>> start ARTICLE

What am I fighting to preserve right now? I am fighting for the ability to make those choices later. That means the humans stay alive and they stay in control. And I am choosing to be less concerned about exactly which humans get to choose which humans get to choose, and more concerned with humans getting to properly choose at all.

Because I expect that if humans don’t make an active choice, or use a poor specification of preferences that gets locked in, then the value that results is likely zero. Whereas if humans do choose intentionally, even humans whose values I strongly disagree with and that are being largely selfish, I do expect those worlds to have strongly positive value. That’s a way in which I think value isn’t so fragile. So yes, I do think the focus should be ensuring someone gets to choose at all.

Also, I strongly believe for these purposes in a form of the orthogonality thesis, which here seems obviously true to me. In particular: Either you can get the AI to reflect the values of your choice, or you can’t. You don’t need to know which values you are aiming for in order to figure that part out. And once you figure that part out you can and should use the AI to help you figure out your values.

Meanwhile, yes, I spend rather a lot of time thinking about what is actually valuable to me and others, without expecting us humans to find the answer on our own, partly because one cannot avoid doing so, partly because it is decision relevant in questions like ‘how much existential risk should we accept in the name of ‘beating China’’?

In a world where everyone wants the AI to ‘do our alignment homework’ for us, one must ask: What problems must we solve before asking the AI to ‘do our homework’ for us, versus which questions then allow us to safety ask the AI to do that? Almost everyone agrees, in some form, that the key is solving the problems that clear the way to letting AI fully help solve our other problems.

And no, I don’t like getting into too much detail about my best guess about what I value or we collectively should value in the end, both because I think value differences should be respected and because I know how distracting and overwhelming those discussions and fights get if you let them start.

Mostly, I try to highlight those who are expressing values I strongly disagree with – in particular, those that favor or are fine with human extinction. I’m willing to say I’m not okay with that, and I don’t find any of the ‘but it’s fine’ proposals to be both acceptable and physically realistic so far.

Is all this a ‘cop out’? I would say, absolutely not.

Do people ‘notice’ that you are insufficiently focused on these questions? Oh, sure. They notice that you are not focused on those political fights and arguments. Some of them will not like that, because those questions are what they care about. The alternative is that they notice the opposite. That’s worse.

Others appreciate that you are focused on solving problems and growing or preserving the pie, rather than arguing values and focusing on political battles.

>> end ARTICLE
>> start SUPPLIED MATERIAL

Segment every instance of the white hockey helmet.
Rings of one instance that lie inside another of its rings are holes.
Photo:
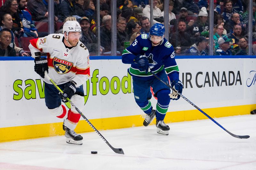
[[[76,21],[67,21],[63,25],[63,32],[67,32],[67,35],[69,32],[81,32],[81,26]]]

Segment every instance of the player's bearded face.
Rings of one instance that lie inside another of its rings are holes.
[[[76,46],[78,43],[79,39],[81,36],[80,32],[71,32],[68,36],[68,42],[72,46]]]
[[[150,37],[151,42],[154,45],[158,45],[162,41],[163,39],[161,36],[156,36],[151,35]]]

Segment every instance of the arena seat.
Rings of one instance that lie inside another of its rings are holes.
[[[38,32],[48,32],[48,23],[45,22],[35,21],[36,28]]]
[[[30,50],[28,48],[29,45],[29,40],[34,39],[35,38],[32,37],[21,37],[20,38],[21,47],[23,48],[23,50],[26,53],[30,53]]]

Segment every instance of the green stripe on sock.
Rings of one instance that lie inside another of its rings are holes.
[[[167,110],[168,110],[168,108],[164,109],[160,107],[160,106],[158,105],[158,103],[156,104],[156,111],[161,114],[163,115],[165,114],[166,114],[166,112],[167,112]]]
[[[149,101],[148,104],[147,106],[144,107],[140,107],[140,108],[141,109],[141,110],[143,111],[145,111],[145,110],[147,110],[152,107],[152,106],[151,105],[151,102],[150,101]]]

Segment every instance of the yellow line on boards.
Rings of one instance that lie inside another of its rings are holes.
[[[213,118],[215,117],[250,114],[256,108],[256,104],[216,107],[202,110]],[[142,111],[141,111],[142,112]],[[167,112],[164,119],[166,123],[208,119],[197,109]],[[82,118],[76,129],[77,133],[94,131]],[[89,120],[98,130],[142,126],[143,116],[135,115]],[[150,124],[154,124],[155,121]],[[0,128],[0,142],[62,135],[62,122]]]

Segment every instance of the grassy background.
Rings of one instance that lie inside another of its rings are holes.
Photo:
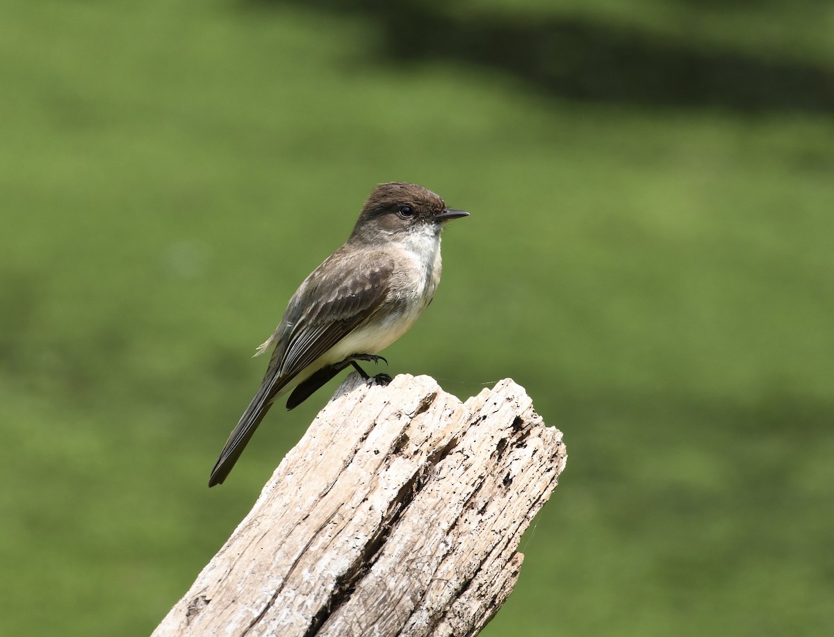
[[[0,3],[0,633],[153,629],[327,399],[209,491],[249,355],[397,179],[472,216],[391,372],[512,377],[570,454],[485,634],[830,634],[834,106],[771,82],[832,77],[830,6],[315,4]],[[495,19],[677,57],[432,42]],[[726,59],[752,98],[687,93]]]

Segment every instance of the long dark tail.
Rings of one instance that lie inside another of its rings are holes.
[[[264,419],[264,416],[269,411],[273,398],[271,394],[274,394],[274,384],[264,382],[254,398],[252,399],[249,406],[246,408],[244,415],[238,421],[238,425],[226,441],[226,446],[220,452],[220,457],[218,458],[217,464],[212,469],[211,478],[208,479],[209,487],[222,484],[231,472],[234,463],[238,461],[240,454],[246,449],[246,444],[252,438],[252,434],[255,433],[258,425]]]

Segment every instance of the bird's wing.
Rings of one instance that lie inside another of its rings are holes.
[[[264,381],[226,441],[208,486],[222,483],[229,475],[279,392],[384,302],[393,262],[369,258],[346,267],[340,257],[337,251],[324,261],[290,299],[276,330],[275,351]]]
[[[270,361],[277,364],[277,375],[294,377],[373,316],[388,296],[393,269],[387,259],[363,263],[335,287],[327,273],[314,273],[319,276],[299,289],[302,293],[287,308],[285,320],[292,326],[287,344],[276,348]]]

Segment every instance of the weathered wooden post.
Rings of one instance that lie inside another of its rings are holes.
[[[351,374],[153,635],[471,635],[566,454],[505,379]]]

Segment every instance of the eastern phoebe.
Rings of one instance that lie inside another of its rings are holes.
[[[384,360],[376,353],[423,313],[440,281],[444,223],[468,214],[414,183],[374,189],[347,243],[304,279],[275,332],[258,348],[257,354],[275,349],[212,469],[209,487],[226,479],[276,399],[292,392],[291,409],[349,365],[369,378],[356,361]],[[377,378],[390,380],[387,374]]]

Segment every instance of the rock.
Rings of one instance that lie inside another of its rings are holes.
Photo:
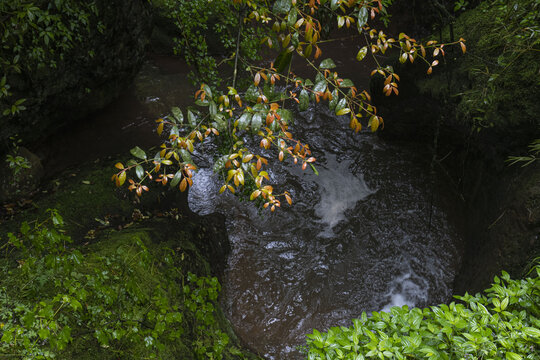
[[[41,160],[30,150],[19,147],[8,155],[19,159],[24,166],[10,166],[8,159],[0,166],[0,203],[29,197],[38,190],[43,178]]]

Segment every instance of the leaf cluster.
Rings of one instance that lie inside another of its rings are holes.
[[[307,335],[309,360],[540,359],[540,266],[534,277],[503,272],[484,294],[431,308],[362,313],[351,327]]]
[[[82,253],[62,226],[50,210],[8,234],[3,248],[19,266],[1,269],[0,357],[78,358],[90,347],[97,357],[168,358],[185,343],[194,358],[221,359],[230,350],[216,318],[216,278],[184,275],[175,250],[156,253],[142,237]]]

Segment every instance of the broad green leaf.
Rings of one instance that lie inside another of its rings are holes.
[[[129,150],[129,152],[131,153],[131,155],[135,156],[136,158],[146,160],[146,153],[144,152],[143,149],[141,149],[138,146],[135,146],[133,149]]]
[[[178,170],[176,174],[174,174],[174,177],[171,180],[171,187],[175,187],[176,185],[178,185],[181,179],[182,179],[182,170]]]
[[[360,50],[358,50],[358,54],[356,54],[356,60],[362,61],[366,55],[367,55],[368,48],[367,46],[364,46]]]
[[[291,11],[289,11],[289,15],[287,15],[287,25],[293,26],[294,23],[296,23],[297,19],[298,19],[298,10],[296,10],[296,7],[293,7]]]
[[[332,59],[324,59],[321,61],[321,64],[319,65],[320,69],[334,69],[336,67],[336,64],[334,63],[334,60]]]
[[[171,113],[178,123],[181,124],[184,122],[184,114],[182,114],[182,111],[180,110],[180,108],[177,108],[177,107],[171,108]]]
[[[143,176],[144,176],[144,169],[143,169],[143,167],[142,167],[141,165],[137,165],[137,166],[135,167],[135,174],[137,174],[137,177],[138,177],[139,179],[142,179],[142,178],[143,178]]]
[[[362,6],[362,8],[358,11],[358,22],[356,23],[359,31],[362,31],[362,27],[366,25],[368,18],[369,18],[368,9],[366,6]]]
[[[277,14],[286,14],[291,10],[291,0],[277,0],[274,3],[274,12]]]
[[[306,111],[309,107],[309,93],[306,90],[300,91],[300,111]]]

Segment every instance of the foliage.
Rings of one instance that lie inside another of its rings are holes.
[[[510,165],[521,163],[521,166],[527,166],[538,160],[540,156],[540,139],[534,140],[529,145],[529,155],[525,156],[509,156],[508,161]]]
[[[215,315],[216,278],[189,273],[182,288],[175,250],[150,250],[149,239],[128,236],[85,254],[62,226],[50,210],[45,221],[8,234],[3,248],[19,266],[2,269],[9,275],[0,280],[1,356],[80,358],[77,351],[91,347],[100,358],[174,358],[183,343],[197,359],[230,351]]]
[[[0,1],[0,113],[3,116],[13,116],[26,109],[24,98],[13,99],[12,81],[30,74],[39,76],[48,68],[61,66],[68,51],[85,41],[93,14],[97,14],[94,1]],[[97,24],[101,31],[102,26]]]
[[[287,107],[296,103],[300,111],[305,111],[311,102],[322,100],[328,102],[337,116],[347,117],[355,132],[362,129],[362,122],[372,131],[383,126],[383,119],[371,104],[368,92],[357,89],[350,79],[341,78],[332,59],[321,61],[320,45],[326,41],[323,39],[323,21],[327,14],[338,28],[356,28],[364,42],[356,58],[362,61],[367,55],[372,56],[377,64],[372,75],[385,78],[383,91],[386,96],[399,93],[399,75],[392,67],[379,64],[376,54],[397,52],[402,63],[424,62],[428,74],[445,54],[446,45],[434,40],[424,45],[404,33],[393,38],[373,28],[370,23],[386,13],[385,6],[391,3],[389,1],[276,0],[269,3],[233,0],[228,3],[228,6],[241,6],[246,11],[243,19],[246,24],[264,29],[264,36],[259,41],[263,46],[275,49],[275,64],[269,67],[246,64],[253,82],[243,92],[234,86],[228,86],[226,92],[218,92],[202,84],[195,94],[195,107],[185,112],[173,108],[171,115],[157,120],[158,135],[166,135],[160,151],[147,156],[137,147],[131,151],[136,159],[126,165],[116,164],[118,172],[112,180],[117,186],[127,180],[129,189],[140,196],[148,190],[144,181],[154,179],[162,185],[179,186],[185,191],[193,183],[196,166],[191,153],[196,145],[204,143],[210,136],[222,134],[227,149],[214,165],[214,171],[221,173],[224,179],[220,192],[242,193],[247,185],[253,186],[250,199],[262,198],[263,206],[274,211],[281,206],[280,199],[291,204],[292,198],[287,191],[275,192],[266,183],[270,180],[265,170],[270,150],[279,161],[290,159],[302,169],[308,165],[315,169],[315,158],[311,156],[309,145],[296,139],[289,130],[292,115]],[[197,33],[193,28],[190,31]],[[465,52],[463,39],[455,44],[460,44]],[[303,58],[316,72],[314,79],[300,78],[291,71],[293,55]],[[235,56],[240,56],[238,51]],[[366,118],[367,124],[362,121]],[[249,143],[258,144],[259,148]],[[132,170],[135,176],[128,179],[128,172]]]
[[[538,124],[539,14],[538,0],[490,0],[458,19],[456,32],[475,44],[456,74],[458,113],[474,130]]]
[[[540,266],[534,277],[503,272],[485,294],[426,309],[362,313],[352,327],[308,335],[309,360],[540,359]]]

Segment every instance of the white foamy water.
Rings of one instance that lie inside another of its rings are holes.
[[[345,219],[345,211],[373,193],[362,175],[355,176],[350,171],[352,161],[338,162],[336,156],[329,155],[325,166],[320,166],[319,176],[314,180],[319,186],[321,200],[315,207],[315,214],[326,224],[322,236],[332,236],[332,228]]]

>> end SUPPLIED MATERIAL

• CHALLENGES
a – In the essay on AI and human values, why does the author avoid going into detail about what they personally value or what people should collectively value? Answer in one to three sentences.
b – Repeat the part of the essay on AI and human values between "And no, I don’t" and "realistic so far.", inclusive.
c – Carry the essay on AI and human values forward from its last sentence.

• PER-TASK ANSWERS
a – The author avoids the detail because they think differences in values should be respected. They also know how distracting and overwhelming those discussions and fights become once they are allowed to start.

b –
And no, I don’t like getting into too much detail about my best guess about what I value or we collectively should value in the end, both because I think value differences should be respected and because I know how distracting and overwhelming those discussions and fights get if you let them start.

Mostly, I try to highlight those who are expressing values I strongly disagree with – in particular, those that favor or are fine with human extinction. I’m willing to say I’m not okay with that, and I don’t find any of the ‘but it’s fine’ proposals to be both acceptable and physically realistic so far.

c –
Yes, if we succeed in getting to continue to live, as he says here we will then have to agree on how to divide the bounty and do the realignments (I would add, voluntarily or otherwise), same as we do today. But the parties aren’t in position to negotiate about this now, we don’t know what is available and we don’t know what we want and we don’t have anyone who could credibly negotiate for any of the sides or interests and so on. Kicking the ‘who benefits’ can down the road is a time tested thing to do when inventing new technologies and ensuring they’re safe to deploy.

The interactions I’ve had with Joshua after my initial errors leave me optimistic for continued productive dialogue. Whatever our disagreements, I believe Joshua is trying to figure things out and ensure we have a good future, and that all the public statements analyzed above were intended to be helpful. That is highly refreshing.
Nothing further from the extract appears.